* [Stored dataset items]
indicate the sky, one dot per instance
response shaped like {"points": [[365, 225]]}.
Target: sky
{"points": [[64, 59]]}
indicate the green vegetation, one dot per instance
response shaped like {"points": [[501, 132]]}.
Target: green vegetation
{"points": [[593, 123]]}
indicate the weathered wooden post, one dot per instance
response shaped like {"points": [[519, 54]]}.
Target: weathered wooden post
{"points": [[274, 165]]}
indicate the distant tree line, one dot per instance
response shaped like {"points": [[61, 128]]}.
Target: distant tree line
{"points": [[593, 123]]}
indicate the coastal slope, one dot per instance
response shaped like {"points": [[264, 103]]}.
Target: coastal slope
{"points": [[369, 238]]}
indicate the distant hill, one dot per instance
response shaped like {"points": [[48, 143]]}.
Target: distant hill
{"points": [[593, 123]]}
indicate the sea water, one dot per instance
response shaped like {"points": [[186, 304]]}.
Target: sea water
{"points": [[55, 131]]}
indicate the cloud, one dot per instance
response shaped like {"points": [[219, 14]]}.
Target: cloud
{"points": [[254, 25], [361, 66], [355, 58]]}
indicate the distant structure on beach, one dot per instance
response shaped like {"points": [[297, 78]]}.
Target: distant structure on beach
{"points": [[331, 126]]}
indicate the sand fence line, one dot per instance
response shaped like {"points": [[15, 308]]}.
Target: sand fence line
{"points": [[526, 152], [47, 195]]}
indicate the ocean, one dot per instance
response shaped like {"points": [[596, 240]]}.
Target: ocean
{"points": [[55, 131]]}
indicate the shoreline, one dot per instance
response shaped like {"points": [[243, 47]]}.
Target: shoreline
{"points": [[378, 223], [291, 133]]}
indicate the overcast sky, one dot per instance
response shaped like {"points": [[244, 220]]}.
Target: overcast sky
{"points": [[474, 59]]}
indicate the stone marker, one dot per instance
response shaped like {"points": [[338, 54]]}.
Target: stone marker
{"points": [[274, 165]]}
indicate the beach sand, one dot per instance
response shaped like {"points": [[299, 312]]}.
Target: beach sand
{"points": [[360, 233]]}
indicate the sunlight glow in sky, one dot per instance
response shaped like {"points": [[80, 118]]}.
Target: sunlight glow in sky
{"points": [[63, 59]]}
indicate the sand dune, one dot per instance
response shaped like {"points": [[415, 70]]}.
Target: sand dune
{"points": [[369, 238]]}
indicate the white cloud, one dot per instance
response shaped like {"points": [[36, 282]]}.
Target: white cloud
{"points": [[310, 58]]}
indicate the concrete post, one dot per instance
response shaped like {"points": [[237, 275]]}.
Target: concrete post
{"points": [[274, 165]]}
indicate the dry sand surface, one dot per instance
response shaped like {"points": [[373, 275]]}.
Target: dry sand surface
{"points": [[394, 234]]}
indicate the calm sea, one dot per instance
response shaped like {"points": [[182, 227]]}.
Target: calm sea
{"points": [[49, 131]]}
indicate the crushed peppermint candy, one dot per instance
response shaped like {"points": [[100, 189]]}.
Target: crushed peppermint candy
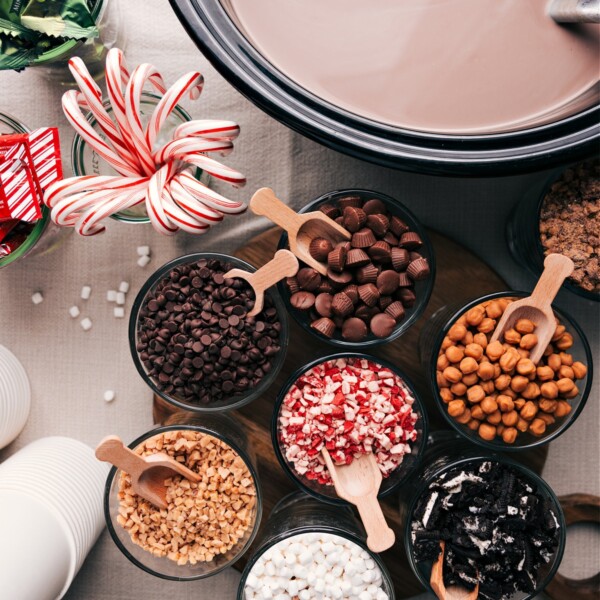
{"points": [[352, 406]]}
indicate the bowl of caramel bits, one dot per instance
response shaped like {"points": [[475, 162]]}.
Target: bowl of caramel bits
{"points": [[492, 392]]}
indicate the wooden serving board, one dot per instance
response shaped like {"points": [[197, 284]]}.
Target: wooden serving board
{"points": [[460, 276]]}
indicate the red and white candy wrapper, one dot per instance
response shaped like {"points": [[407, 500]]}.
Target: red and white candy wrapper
{"points": [[161, 178]]}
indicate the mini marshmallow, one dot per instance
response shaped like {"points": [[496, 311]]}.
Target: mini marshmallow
{"points": [[143, 260]]}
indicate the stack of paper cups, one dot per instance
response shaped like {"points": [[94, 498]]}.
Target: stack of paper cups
{"points": [[15, 397], [61, 485]]}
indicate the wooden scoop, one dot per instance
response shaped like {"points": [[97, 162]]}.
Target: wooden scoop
{"points": [[454, 592], [148, 473], [537, 307], [283, 264], [359, 484], [301, 229]]}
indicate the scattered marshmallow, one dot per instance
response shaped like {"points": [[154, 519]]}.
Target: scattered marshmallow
{"points": [[310, 566], [37, 298], [143, 260]]}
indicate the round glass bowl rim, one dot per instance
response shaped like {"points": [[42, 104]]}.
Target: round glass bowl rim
{"points": [[307, 529], [79, 144], [151, 282], [211, 27], [421, 413], [478, 459], [421, 302], [472, 436], [157, 431]]}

* [EXERCISE AIM] Using the records above, output their complete text exactly, minus any images.

* [SOLUTION FOR THIS EXERCISE]
indicate the sky, one dot per instance
response shaped like {"points": [[365, 225]]}.
Target: sky
{"points": [[64, 59]]}
indicate the green vegetation, one dot per instance
response shaped like {"points": [[501, 132]]}.
Target: green vegetation
{"points": [[593, 123]]}
indicate the weathered wooden post, one dot per instance
response shaped like {"points": [[519, 54]]}.
Target: weathered wooden post
{"points": [[274, 165]]}
indicate the distant tree line, one dot per instance
response shaped like {"points": [[61, 128]]}.
Target: distant tree line
{"points": [[593, 123]]}
indicate the coastal slope, one dot per instance
response shaped like {"points": [[264, 103]]}.
Target: coastal slope
{"points": [[369, 238]]}
indicate the distant hill, one dot per instance
response shaped like {"points": [[48, 143]]}.
Target: distant hill
{"points": [[593, 123]]}
indicate the sea water, one dot per instance
response shaped like {"points": [[186, 304]]}.
Target: sea water
{"points": [[55, 131]]}
indicate the cloud, one dot per instance
response shaped like {"points": [[219, 14]]}.
Target: cloud
{"points": [[254, 25], [361, 66], [355, 58]]}
indicate the distant structure on beach, one dot per instance
response shaped like {"points": [[297, 78]]}.
Target: distant structure on beach
{"points": [[331, 126]]}
indicate the sand fence line, one dot per instance
response shaped like {"points": [[15, 308]]}.
Target: sand fence line
{"points": [[526, 152], [47, 195]]}
indicate the ocean, one dot per instance
response shaped like {"points": [[596, 240]]}.
Target: ocean
{"points": [[55, 131]]}
indicate the shoreline, one dot per instance
response shaped like {"points": [[243, 47]]}.
Target: shoreline
{"points": [[378, 223], [291, 133]]}
indicate the overcast sky, one dot per instance
response shaped like {"points": [[244, 220]]}.
Target: overcast sky
{"points": [[474, 59]]}
indicate the stone marker, one dot per instance
response shaped like {"points": [[338, 54]]}.
Target: stone marker
{"points": [[274, 165]]}
indicate the beach sand, one dot per instance
response shaped like {"points": [[299, 312]]}.
Target: beach sand
{"points": [[360, 233]]}
indicate the sunlight glow in sky, one dot per instance
response shaped like {"points": [[80, 118]]}.
Target: sunlight glow in sky
{"points": [[63, 59]]}
indicate the sand dune, one dot per instance
response shaped like {"points": [[415, 70]]}.
Target: sand dune
{"points": [[369, 238]]}
indicate the white cloud, one dot per instance
response shaped like {"points": [[36, 282]]}.
Target: white cloud
{"points": [[310, 58]]}
indicate the concrete post, one dot per instance
response shaped like {"points": [[237, 275]]}.
Target: concrete post
{"points": [[274, 165]]}
indicate the dry sand surface, one dot per instance
response shaped like {"points": [[373, 275]]}.
Target: dry sand surface
{"points": [[394, 234]]}
indicate the calm sea, one dot per instance
response shaped like {"points": [[182, 227]]}.
Target: calm sea
{"points": [[49, 131]]}
indicate the crushed peppermint candy, one dot per instance
response shaped like {"points": [[100, 189]]}.
Target: crushed peppermint candy
{"points": [[352, 406]]}
indicate the bowl of caramel bits, one dot per instance
response shaped like {"points": [[475, 162]]}.
Target: bowl of caramel bits
{"points": [[492, 392]]}
indicate the wooden serving board, one dot per instance
response shaped like {"points": [[197, 284]]}.
Target: wooden serving board
{"points": [[460, 276]]}
indicate the red and white candy wrapper, one dot per instance
response shaped like {"points": [[407, 500]]}.
Target: red and white candy wrapper
{"points": [[161, 178]]}
indicate the mini marshmallow, one dot per instance
response shaped like {"points": [[496, 311]]}.
Target: mini marshmallow
{"points": [[143, 260]]}
indicate the stack of paper cups, one dot per instance
response shaped like {"points": [[94, 498]]}.
Target: stack of paper cups
{"points": [[15, 397], [61, 485]]}
indicate the wooden scoop, one dot per instance
response shaped like {"points": [[97, 162]]}.
Target: wooden scoop
{"points": [[454, 592], [148, 473], [537, 307], [283, 264], [359, 484], [301, 229]]}
indicate the scattered marshmallow, one dot per instance
response shaped like {"points": [[154, 519]]}.
Target: scattered marshmallow
{"points": [[310, 566], [37, 298], [143, 260]]}
indicate the round glass bowl rim, one dot per instance
response shaped like {"points": [[42, 104]]}.
Target: round glass bowl rim
{"points": [[307, 529], [79, 144], [151, 282], [211, 27], [421, 413], [478, 459], [421, 302], [472, 436], [157, 431]]}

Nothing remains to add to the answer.